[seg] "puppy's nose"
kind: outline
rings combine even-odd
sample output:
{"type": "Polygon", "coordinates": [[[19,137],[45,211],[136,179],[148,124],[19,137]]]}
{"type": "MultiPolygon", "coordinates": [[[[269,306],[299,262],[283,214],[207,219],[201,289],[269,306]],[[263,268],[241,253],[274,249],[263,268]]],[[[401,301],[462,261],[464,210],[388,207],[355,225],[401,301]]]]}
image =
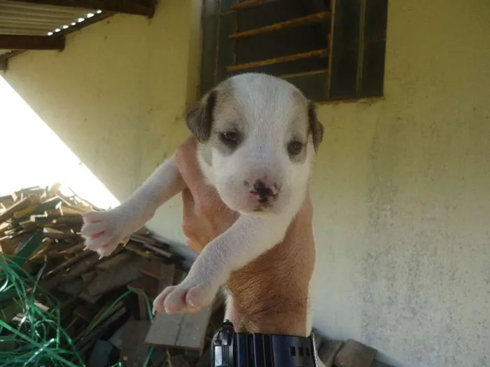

» The request
Return every line of the records above unchanged, but omit the pictures.

» The completed task
[seg] "puppy's nose"
kind: outline
rings combine even-odd
sample output:
{"type": "Polygon", "coordinates": [[[19,137],[45,211],[136,179],[148,124],[19,137]]]}
{"type": "MultiPolygon", "coordinates": [[[[269,306],[299,262],[283,214],[207,219],[201,289],[269,306]],[[263,268],[241,253],[274,249],[263,268]]],[[[401,301],[462,261],[464,210],[388,207],[355,225],[401,301]]]]}
image =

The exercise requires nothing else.